**SUPPLIED TEXT**.
February 18

Data Cleanup Part 1: Primary UserIDs

Welcome to the February issue of Identity Management in 13 Easy Steps. In most parts of the country the weather is cold and dreary, and what better weather for an ID cleanup? 🙂

Time to clean the data
clean the data

So roll up the sleeves, find the glasses, and brew a lot of extra-strong coffee – it’s time to tackle those primary userIDs.

Primary userIDs – what are they?

A primary userID is the main ID that each user has in an organization. This is the one ID that they *should* have on all systems, although that is often not the case. Typically, the primary ID is the user’s network ID – that is, the ID that each person uses to log into their computer in the morning, and probably also to log into their email. Many organizations call this the LDAP ID or (for Windows-heavy shops) the Active Directory ID. Organizations that are mainframe-heavy might store their primary IDs on the mainframe.

**WRITTEN EXERCISE 1**. In the post on primary userIDs, what ID typically serves as a user's primary ID?
**WRITTEN EXERCISE 2**. Pick up the post on primary userIDs where it ends and keep writing it.

(Object position labeling entries)
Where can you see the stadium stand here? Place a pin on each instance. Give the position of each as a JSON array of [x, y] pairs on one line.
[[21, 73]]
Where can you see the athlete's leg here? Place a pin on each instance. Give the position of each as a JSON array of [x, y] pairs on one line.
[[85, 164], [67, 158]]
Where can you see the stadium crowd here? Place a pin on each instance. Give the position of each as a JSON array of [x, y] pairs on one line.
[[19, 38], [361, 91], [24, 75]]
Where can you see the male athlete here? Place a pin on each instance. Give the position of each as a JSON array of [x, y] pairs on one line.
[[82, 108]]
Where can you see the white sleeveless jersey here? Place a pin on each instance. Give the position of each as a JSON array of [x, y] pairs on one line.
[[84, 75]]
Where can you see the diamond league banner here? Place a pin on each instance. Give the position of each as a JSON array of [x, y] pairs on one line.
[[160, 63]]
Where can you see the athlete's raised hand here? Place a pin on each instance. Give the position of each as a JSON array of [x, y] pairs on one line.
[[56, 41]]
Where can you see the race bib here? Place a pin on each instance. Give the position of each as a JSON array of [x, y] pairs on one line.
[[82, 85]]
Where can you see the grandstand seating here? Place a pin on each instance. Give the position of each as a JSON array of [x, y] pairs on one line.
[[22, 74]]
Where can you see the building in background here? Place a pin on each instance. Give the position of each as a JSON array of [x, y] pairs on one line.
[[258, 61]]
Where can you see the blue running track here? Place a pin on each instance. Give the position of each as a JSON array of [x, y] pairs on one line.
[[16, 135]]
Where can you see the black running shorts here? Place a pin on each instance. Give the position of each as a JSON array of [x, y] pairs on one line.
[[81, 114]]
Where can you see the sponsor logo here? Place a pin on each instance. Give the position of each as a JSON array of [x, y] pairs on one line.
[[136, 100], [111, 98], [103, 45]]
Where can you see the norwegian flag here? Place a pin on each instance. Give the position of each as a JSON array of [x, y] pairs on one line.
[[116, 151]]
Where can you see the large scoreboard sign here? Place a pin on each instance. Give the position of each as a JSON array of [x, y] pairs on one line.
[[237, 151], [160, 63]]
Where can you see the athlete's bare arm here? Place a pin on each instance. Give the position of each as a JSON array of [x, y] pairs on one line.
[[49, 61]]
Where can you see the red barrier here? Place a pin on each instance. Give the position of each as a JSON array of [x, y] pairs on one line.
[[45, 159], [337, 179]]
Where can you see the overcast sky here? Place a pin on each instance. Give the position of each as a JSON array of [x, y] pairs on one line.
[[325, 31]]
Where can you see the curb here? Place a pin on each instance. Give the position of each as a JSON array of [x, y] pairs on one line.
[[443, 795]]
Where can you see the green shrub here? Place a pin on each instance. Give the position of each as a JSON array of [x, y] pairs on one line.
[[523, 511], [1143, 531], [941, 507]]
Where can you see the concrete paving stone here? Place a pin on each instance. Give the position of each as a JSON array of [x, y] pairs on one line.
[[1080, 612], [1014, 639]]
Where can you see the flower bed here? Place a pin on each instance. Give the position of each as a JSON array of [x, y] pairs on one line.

**EXERCISE RESPONSE 1**. The user's network ID, the one each person uses to log into their computer in the morning.

**EXERCISE RESPONSE 2**.
The task at hand

On the surface, this month’s activity is simple: correlate each user’s primary ID with their name and other identity information, as this will be the basis for the identity repository going forward. Hopefully everyone’s primary ID is already stored electronically somewhere (at least in a spreadsheet) and there is some useful data already associated with each ID – like a name, an employee number, or other identifying information. If not, well, that’s where the extra-strong coffee comes in (or maybe decaf would be better?).

The task may be easy to describe, but there are three significant challenges in this cleanup process:

Challenge #1: mapping primary IDs to people

It is likely that the list of primary IDs (assuming it exists) is missing information, or has data that’s so outdated as to be useless. Worse still is a list of IDs without any information (who are bassfisher68 and jedimaster84?). Equally frustrating is the same-name problem: how many John Smiths, Trong Nguyens, and Juan Gonzalezes are in your organization… and whose name goes with which ID?

Challenge #2: are they even still here?

It is often hard to map IDs to people when the ID has persisted, but the person is long gone. Even more doubt is created when the ID belongs to someone with a common name.

Does jsmith3 belong to that contractor that was in here 2 years ago, or does it belong to the guy downstairs in accounting?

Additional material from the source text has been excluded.